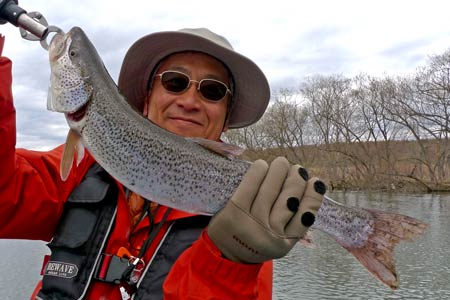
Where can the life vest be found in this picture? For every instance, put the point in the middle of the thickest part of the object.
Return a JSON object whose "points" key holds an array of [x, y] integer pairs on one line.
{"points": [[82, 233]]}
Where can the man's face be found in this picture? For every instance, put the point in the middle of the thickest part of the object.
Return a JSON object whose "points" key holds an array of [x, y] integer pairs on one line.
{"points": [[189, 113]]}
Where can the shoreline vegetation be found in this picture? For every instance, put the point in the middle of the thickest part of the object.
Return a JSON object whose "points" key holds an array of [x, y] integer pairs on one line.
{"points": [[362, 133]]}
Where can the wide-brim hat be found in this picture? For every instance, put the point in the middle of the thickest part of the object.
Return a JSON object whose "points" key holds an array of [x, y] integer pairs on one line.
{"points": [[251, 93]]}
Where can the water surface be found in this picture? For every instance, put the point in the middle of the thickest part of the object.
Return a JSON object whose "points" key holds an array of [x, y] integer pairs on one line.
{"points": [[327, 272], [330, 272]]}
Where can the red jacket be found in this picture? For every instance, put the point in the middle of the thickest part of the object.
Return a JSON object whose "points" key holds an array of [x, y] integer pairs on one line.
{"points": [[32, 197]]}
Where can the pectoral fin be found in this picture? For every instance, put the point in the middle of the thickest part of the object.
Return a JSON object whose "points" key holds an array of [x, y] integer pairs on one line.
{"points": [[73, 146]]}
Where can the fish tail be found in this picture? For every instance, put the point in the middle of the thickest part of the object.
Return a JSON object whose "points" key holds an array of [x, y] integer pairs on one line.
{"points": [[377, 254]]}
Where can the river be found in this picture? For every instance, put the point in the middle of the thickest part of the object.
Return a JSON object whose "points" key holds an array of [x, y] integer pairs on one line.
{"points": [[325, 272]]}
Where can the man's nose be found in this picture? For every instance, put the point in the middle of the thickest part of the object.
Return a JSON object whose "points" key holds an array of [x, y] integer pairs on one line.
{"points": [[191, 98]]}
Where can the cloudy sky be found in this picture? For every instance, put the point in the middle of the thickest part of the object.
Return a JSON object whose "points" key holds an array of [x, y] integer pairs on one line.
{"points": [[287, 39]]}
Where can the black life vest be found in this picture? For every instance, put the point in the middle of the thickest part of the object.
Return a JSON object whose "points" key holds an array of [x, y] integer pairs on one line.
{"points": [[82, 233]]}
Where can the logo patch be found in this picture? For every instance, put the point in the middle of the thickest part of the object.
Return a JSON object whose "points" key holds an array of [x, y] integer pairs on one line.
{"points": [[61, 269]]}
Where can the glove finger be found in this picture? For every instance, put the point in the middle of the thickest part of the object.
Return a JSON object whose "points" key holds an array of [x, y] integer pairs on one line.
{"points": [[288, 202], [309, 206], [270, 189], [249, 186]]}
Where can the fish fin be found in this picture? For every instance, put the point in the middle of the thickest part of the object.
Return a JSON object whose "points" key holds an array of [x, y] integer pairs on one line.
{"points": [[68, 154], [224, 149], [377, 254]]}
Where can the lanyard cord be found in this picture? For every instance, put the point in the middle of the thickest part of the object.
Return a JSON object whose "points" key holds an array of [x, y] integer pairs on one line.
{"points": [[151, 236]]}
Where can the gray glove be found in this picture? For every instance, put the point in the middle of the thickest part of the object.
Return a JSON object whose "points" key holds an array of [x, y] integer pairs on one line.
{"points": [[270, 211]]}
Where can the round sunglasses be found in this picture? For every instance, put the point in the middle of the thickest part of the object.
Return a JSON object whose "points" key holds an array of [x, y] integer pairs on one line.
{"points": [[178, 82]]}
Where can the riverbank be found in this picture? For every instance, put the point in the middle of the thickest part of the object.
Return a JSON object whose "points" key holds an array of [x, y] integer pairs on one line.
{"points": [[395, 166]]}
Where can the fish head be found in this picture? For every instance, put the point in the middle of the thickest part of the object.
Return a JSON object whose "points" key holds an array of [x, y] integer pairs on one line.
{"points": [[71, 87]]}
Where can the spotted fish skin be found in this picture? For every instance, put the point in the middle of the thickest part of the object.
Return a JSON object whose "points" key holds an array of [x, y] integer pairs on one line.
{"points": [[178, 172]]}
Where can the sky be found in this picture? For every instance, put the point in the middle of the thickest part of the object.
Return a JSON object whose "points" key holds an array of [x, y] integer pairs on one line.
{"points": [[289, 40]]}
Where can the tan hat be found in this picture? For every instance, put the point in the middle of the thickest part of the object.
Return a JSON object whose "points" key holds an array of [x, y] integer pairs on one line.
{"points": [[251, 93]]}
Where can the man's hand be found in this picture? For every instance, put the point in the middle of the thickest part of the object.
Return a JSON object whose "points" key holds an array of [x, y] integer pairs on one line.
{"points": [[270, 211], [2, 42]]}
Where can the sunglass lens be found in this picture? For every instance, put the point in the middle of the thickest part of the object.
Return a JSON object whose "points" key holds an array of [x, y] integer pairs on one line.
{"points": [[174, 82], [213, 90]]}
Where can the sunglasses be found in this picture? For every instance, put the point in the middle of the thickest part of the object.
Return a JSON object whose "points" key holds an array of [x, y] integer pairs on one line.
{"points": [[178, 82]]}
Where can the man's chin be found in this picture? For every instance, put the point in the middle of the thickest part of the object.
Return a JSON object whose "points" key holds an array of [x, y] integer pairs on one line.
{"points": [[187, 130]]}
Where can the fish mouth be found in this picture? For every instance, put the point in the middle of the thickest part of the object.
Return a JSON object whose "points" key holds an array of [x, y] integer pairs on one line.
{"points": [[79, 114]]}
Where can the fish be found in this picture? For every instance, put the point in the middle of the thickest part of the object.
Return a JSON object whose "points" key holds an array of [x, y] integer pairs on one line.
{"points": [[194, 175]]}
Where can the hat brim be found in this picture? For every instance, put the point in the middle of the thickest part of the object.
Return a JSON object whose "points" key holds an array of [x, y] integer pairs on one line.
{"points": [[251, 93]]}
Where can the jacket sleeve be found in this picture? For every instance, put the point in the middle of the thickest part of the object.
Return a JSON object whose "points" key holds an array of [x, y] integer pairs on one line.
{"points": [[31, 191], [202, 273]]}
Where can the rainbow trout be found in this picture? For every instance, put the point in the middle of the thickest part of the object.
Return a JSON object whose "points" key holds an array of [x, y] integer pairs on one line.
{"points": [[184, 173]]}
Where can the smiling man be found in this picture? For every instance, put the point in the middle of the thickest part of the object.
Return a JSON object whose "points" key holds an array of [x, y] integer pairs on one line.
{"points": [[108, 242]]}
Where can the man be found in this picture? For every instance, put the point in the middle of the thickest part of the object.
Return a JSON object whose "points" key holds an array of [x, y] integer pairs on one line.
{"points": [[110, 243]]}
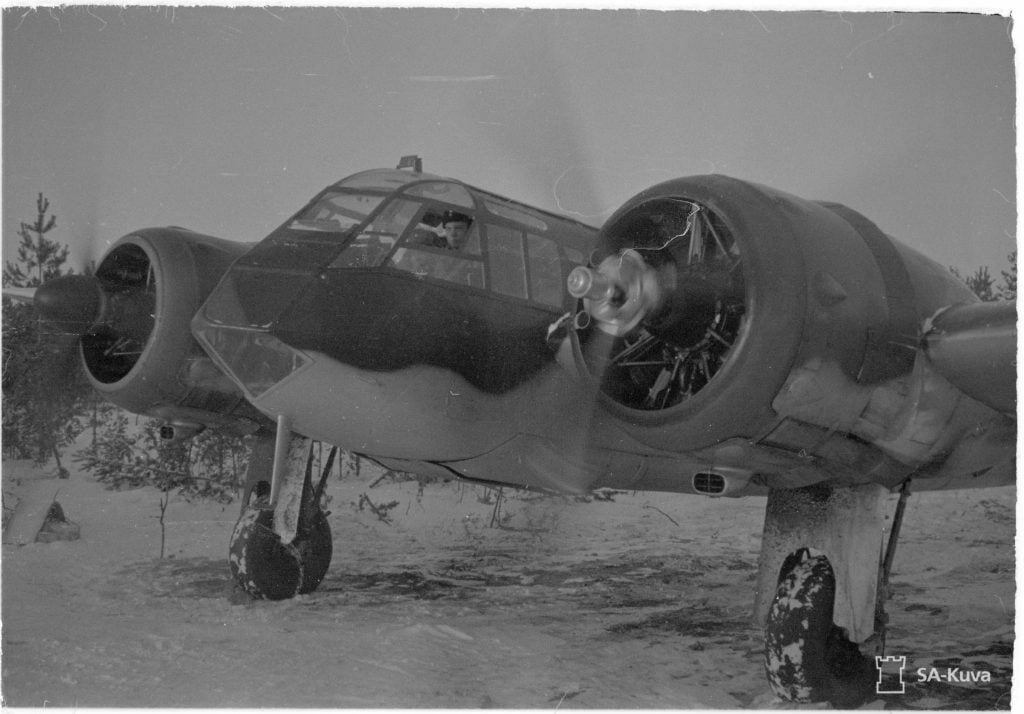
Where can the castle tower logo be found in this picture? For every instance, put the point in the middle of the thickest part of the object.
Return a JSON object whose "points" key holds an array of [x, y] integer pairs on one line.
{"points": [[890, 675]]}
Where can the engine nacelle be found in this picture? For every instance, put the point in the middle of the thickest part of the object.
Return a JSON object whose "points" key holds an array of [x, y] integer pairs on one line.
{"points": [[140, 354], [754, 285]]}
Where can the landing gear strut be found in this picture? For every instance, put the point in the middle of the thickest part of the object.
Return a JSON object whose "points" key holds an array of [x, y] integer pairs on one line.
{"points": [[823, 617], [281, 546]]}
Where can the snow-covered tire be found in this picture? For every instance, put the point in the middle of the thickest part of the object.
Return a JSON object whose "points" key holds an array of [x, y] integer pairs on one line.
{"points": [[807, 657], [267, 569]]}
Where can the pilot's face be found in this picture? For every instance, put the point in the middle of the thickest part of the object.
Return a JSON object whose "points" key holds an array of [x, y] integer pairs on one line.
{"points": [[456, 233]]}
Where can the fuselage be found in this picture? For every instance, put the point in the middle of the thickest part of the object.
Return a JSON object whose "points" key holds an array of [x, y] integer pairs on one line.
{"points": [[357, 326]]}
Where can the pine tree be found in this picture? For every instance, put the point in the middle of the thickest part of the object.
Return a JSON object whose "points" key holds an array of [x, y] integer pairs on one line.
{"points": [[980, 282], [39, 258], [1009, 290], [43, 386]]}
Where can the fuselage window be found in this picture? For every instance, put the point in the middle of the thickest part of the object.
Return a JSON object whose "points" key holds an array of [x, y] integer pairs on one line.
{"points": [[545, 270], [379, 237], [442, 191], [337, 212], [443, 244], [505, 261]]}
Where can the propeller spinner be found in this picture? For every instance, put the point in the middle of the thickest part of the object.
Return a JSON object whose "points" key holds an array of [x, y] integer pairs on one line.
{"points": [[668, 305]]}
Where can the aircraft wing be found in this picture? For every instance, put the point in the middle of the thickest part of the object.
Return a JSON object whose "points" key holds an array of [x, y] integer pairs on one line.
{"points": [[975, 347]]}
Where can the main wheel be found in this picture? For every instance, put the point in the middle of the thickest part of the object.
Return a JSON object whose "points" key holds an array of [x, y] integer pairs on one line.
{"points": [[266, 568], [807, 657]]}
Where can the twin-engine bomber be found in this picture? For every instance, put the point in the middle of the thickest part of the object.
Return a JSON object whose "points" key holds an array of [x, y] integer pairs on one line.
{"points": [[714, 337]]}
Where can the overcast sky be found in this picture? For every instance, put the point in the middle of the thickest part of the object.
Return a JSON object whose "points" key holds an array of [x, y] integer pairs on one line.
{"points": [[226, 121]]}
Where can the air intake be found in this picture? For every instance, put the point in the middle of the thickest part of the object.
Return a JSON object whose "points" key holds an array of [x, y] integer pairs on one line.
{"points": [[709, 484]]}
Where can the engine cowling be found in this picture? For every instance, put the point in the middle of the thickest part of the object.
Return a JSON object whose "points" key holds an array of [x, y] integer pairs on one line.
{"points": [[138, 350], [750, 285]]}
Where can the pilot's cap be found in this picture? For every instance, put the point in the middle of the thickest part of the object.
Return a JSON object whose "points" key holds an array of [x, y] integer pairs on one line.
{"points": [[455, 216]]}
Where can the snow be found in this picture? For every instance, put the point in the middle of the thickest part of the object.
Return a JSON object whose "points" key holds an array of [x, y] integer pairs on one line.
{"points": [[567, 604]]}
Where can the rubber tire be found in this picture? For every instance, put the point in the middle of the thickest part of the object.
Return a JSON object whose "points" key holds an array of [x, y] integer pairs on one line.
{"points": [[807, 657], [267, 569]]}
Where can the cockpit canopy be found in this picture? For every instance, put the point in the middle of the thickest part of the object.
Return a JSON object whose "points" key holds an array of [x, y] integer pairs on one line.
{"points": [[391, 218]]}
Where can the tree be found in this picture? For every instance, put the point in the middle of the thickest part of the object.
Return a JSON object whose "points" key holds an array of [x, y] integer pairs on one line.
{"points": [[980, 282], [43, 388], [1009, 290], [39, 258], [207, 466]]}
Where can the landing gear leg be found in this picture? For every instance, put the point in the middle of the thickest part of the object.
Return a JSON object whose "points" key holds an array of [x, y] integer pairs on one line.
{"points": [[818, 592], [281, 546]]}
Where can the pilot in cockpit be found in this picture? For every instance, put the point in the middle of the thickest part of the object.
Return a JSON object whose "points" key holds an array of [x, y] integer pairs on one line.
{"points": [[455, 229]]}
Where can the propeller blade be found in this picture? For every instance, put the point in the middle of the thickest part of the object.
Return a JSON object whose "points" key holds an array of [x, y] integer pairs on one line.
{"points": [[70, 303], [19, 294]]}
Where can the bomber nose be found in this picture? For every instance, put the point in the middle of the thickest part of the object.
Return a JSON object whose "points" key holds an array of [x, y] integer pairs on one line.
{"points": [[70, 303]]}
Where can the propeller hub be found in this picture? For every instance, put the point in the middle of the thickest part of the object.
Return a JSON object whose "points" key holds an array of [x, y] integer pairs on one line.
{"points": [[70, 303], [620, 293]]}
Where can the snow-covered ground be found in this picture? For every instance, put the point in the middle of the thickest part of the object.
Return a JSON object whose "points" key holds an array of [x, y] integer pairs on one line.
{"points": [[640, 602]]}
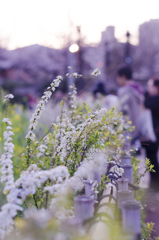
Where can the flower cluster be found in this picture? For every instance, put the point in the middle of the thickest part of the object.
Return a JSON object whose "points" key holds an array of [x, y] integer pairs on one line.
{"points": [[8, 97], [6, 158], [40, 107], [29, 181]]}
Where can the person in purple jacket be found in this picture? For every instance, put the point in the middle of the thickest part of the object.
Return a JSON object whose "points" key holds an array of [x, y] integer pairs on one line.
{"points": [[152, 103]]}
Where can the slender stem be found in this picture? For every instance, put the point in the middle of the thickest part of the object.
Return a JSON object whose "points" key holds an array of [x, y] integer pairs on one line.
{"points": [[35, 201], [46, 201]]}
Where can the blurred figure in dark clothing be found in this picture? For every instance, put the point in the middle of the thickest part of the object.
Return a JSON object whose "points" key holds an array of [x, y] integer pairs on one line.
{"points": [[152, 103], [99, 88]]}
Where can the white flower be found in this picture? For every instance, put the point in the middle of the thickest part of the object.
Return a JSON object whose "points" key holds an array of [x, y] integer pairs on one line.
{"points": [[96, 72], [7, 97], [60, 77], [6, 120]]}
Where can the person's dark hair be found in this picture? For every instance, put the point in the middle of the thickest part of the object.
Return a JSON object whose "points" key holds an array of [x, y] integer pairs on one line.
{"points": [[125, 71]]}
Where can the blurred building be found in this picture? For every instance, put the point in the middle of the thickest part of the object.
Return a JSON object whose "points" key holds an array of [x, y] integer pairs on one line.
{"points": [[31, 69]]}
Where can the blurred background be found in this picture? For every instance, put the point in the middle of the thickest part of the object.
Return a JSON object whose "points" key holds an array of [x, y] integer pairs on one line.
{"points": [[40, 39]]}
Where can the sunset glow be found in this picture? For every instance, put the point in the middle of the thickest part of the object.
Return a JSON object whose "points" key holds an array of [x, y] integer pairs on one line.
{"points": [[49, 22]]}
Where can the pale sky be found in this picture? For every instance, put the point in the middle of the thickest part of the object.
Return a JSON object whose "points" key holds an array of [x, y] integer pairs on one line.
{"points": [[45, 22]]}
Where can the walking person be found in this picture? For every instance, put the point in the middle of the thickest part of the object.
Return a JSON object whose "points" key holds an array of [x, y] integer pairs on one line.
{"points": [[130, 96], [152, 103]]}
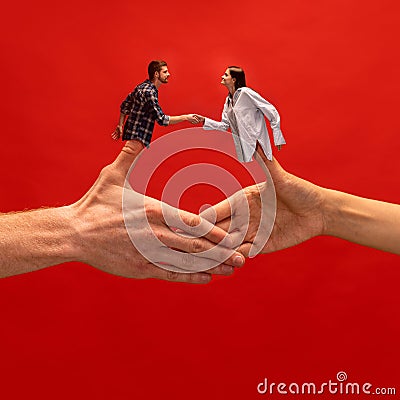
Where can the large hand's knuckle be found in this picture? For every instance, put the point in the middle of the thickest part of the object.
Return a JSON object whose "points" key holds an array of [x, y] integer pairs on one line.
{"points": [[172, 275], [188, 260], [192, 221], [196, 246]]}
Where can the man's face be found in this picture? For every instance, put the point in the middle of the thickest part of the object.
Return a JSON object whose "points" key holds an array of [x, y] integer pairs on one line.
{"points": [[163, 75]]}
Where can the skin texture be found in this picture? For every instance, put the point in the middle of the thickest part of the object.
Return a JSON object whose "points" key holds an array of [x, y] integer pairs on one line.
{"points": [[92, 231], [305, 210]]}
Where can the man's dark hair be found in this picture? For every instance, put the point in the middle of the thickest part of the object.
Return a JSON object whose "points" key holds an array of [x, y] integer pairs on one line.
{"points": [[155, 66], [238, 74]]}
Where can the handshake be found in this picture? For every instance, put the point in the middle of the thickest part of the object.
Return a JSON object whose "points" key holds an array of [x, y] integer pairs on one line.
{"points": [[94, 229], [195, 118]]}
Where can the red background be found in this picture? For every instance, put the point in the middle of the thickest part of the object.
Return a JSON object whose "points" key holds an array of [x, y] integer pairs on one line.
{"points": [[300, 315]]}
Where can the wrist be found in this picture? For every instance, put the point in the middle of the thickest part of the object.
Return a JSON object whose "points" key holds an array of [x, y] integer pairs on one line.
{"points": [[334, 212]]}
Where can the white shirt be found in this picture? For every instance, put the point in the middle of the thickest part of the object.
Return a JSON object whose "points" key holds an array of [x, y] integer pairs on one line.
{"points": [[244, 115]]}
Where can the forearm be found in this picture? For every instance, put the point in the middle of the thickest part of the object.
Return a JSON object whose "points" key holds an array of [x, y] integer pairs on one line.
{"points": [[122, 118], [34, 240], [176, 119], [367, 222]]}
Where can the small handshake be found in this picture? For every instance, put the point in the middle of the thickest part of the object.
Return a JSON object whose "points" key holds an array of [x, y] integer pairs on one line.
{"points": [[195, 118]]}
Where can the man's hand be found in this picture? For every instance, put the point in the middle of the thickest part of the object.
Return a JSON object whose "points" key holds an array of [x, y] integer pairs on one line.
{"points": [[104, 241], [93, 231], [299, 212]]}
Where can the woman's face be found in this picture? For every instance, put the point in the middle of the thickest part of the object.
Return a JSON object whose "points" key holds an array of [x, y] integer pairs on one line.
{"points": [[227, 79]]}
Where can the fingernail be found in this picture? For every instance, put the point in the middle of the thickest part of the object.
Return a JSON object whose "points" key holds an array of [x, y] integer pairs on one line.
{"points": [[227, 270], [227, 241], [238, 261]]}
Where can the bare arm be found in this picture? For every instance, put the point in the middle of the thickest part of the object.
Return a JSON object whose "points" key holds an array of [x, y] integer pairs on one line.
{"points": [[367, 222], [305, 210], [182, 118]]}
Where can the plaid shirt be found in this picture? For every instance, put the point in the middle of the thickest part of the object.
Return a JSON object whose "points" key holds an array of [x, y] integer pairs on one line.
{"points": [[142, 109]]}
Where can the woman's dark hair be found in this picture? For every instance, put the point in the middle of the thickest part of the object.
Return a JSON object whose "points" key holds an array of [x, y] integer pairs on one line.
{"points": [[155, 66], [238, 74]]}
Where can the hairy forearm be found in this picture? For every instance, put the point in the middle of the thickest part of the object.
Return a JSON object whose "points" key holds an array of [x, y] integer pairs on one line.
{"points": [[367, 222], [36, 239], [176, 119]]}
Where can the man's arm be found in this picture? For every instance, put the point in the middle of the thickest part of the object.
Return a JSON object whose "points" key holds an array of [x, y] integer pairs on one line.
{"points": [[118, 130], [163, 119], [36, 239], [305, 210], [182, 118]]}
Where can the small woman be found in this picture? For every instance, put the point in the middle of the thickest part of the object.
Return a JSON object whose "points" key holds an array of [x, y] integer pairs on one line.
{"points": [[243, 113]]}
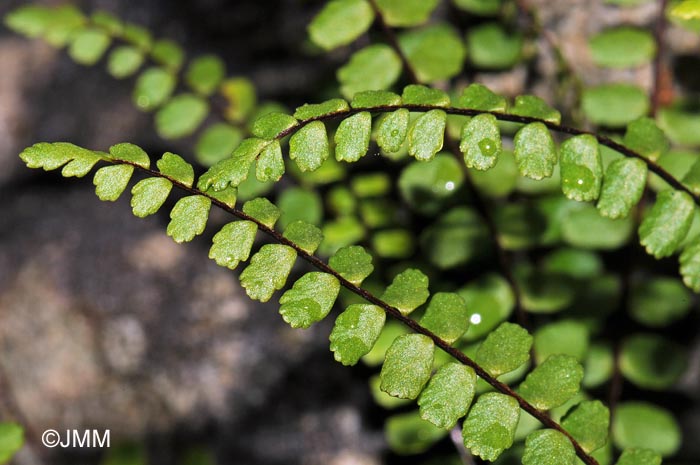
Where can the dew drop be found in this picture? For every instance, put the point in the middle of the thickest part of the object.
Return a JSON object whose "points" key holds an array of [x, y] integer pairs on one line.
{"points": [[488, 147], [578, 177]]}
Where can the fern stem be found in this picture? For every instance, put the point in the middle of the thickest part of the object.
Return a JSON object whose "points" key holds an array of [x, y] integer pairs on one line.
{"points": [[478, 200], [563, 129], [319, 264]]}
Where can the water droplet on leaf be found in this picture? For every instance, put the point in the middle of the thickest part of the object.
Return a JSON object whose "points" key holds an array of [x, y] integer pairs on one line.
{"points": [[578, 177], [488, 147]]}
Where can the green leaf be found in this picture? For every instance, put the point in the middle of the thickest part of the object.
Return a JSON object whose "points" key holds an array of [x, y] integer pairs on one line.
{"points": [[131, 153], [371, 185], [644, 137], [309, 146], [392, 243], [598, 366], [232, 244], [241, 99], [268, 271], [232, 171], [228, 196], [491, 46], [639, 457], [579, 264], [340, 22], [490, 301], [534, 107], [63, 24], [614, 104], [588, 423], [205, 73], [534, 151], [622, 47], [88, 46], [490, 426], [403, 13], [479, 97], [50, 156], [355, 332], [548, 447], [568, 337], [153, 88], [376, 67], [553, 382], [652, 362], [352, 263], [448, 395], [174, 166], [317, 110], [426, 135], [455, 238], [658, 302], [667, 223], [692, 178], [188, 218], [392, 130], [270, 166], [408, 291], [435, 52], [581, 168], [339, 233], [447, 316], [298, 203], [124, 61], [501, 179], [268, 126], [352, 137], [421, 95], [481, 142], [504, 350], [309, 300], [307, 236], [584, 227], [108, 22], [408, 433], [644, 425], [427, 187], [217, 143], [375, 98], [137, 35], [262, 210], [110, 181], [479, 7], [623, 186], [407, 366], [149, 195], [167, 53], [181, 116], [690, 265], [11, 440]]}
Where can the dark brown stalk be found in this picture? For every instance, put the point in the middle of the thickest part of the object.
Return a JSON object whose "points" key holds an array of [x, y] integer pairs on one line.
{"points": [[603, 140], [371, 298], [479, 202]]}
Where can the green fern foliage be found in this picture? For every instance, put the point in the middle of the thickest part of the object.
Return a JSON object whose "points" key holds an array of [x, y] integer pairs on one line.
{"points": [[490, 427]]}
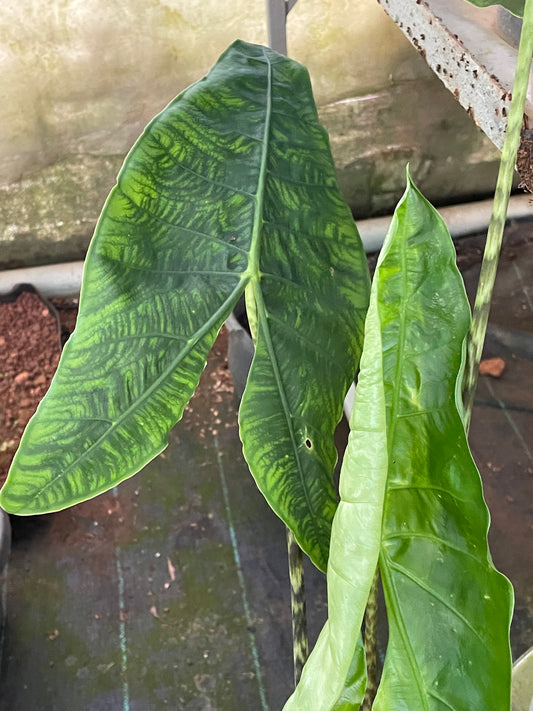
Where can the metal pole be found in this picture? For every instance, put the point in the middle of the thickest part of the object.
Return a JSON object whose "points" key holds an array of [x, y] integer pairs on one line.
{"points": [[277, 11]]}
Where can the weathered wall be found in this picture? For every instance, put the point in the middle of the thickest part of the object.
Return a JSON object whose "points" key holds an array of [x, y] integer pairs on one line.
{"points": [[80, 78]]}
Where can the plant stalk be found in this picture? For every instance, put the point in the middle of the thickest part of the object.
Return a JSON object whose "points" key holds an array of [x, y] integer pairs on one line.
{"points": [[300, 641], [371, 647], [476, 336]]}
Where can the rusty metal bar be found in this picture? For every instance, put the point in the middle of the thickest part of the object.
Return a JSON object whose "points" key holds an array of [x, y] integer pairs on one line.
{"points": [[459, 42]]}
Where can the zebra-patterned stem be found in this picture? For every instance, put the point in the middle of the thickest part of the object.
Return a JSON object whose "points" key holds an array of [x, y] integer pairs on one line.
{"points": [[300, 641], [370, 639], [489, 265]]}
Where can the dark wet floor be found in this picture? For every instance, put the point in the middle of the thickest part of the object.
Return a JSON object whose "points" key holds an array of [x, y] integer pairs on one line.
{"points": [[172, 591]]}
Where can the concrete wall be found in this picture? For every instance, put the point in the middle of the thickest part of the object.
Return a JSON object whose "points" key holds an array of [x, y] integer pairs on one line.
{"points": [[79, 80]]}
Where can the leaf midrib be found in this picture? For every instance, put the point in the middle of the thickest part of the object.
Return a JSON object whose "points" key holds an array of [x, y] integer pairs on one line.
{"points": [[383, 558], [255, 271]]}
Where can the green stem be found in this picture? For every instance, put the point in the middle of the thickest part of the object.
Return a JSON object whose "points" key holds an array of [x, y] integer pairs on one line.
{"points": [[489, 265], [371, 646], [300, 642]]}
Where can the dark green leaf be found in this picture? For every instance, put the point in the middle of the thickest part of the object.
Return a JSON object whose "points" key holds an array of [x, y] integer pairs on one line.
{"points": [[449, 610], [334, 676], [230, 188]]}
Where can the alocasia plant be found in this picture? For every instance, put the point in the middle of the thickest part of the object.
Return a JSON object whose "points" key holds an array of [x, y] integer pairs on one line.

§ EXERCISE GOAL
Extract, verbatim, the lines from the one containing "Where can the green stem" through the last line of the listing above.

§ TASK ANSWER
Where can the green stem be found in this picture? For every instance, put the point in the middle of the thickest part of the object.
Return a JSON object whose "points" key holds an array of [x, y] integer pairs on one line.
{"points": [[489, 265], [371, 646], [300, 642]]}
Where can the dark green leaf be found in this picture? For every instance, put the point in the middle of the thickest part of the object.
Return a JSON object whose "points" key holds an array of [x, y] integer pairs on one line.
{"points": [[449, 610], [334, 676], [230, 188]]}
Where can the alocasia plant be found in this picture? For every instance, put the point in the middle of the thickest part of the object.
Return a JSON object whose "points" key holds an array of [x, y] integer pairs on one line.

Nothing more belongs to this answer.